Task prompt
Search the entries for the word "white" and return every line where it is found.

====

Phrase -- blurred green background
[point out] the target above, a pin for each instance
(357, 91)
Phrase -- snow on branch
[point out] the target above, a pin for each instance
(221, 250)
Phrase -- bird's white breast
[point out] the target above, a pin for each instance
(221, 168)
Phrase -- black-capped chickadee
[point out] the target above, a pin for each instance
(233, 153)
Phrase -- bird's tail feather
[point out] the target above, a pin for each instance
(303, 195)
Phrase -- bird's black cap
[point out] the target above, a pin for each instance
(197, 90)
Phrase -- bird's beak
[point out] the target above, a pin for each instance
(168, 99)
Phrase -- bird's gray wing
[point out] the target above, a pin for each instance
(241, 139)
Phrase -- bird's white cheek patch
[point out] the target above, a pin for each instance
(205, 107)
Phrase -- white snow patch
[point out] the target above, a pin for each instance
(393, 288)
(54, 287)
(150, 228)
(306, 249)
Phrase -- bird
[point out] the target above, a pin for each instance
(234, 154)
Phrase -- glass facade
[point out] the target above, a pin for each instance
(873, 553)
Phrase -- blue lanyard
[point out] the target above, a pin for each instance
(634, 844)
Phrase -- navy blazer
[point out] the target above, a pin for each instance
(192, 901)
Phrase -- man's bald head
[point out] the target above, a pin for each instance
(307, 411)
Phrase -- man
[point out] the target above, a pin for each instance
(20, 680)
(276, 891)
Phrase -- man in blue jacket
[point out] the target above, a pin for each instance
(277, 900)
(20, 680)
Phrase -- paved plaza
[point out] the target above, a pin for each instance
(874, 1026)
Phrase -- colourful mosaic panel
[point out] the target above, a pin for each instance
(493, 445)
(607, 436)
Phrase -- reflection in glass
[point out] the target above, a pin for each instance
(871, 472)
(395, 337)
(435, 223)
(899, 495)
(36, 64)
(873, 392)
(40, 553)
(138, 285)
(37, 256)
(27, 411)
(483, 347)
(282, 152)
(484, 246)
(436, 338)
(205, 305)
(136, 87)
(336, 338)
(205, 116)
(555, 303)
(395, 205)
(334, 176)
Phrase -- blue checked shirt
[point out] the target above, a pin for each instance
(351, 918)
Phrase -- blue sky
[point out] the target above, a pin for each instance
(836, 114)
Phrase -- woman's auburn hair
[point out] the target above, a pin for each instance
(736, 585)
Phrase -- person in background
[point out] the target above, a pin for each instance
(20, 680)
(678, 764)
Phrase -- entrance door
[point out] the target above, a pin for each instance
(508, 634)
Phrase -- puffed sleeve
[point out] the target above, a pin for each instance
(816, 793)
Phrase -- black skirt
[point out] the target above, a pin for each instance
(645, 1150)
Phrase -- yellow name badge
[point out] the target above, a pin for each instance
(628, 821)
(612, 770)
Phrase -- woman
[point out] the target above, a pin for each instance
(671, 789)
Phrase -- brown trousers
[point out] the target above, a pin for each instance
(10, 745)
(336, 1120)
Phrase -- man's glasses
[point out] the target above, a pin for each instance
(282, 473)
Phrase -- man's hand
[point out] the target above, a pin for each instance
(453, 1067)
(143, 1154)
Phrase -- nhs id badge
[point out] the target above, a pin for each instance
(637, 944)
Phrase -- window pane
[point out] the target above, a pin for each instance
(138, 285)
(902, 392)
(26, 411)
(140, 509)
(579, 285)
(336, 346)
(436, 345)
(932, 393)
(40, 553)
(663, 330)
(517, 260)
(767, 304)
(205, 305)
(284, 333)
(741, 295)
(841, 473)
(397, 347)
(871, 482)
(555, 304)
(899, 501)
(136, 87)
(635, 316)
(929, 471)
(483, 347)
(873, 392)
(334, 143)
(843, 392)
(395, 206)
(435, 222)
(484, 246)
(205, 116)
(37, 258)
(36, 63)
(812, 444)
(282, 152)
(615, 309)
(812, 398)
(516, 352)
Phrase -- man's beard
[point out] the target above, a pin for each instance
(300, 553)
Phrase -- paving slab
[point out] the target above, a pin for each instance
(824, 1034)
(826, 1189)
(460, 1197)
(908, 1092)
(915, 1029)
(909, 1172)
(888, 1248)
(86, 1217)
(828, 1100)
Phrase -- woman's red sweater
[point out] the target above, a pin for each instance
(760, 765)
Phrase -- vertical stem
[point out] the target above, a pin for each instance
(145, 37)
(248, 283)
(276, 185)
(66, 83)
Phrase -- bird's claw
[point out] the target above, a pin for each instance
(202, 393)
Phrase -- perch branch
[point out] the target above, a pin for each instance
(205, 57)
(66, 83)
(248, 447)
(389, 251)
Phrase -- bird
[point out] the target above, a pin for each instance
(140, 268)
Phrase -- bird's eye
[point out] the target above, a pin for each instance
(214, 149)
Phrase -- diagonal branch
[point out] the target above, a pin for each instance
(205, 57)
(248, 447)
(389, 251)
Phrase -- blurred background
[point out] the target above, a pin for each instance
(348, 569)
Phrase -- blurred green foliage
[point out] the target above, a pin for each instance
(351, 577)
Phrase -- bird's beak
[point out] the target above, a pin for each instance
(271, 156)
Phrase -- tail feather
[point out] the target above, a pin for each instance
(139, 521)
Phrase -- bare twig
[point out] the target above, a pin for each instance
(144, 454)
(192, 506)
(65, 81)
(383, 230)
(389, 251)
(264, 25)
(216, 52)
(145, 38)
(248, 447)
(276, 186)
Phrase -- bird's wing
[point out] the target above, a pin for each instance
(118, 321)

====

Solution to this problem
Phrase -- bird's white breast
Phrase -- bird's white cheek patch
Phrase -- white snow patch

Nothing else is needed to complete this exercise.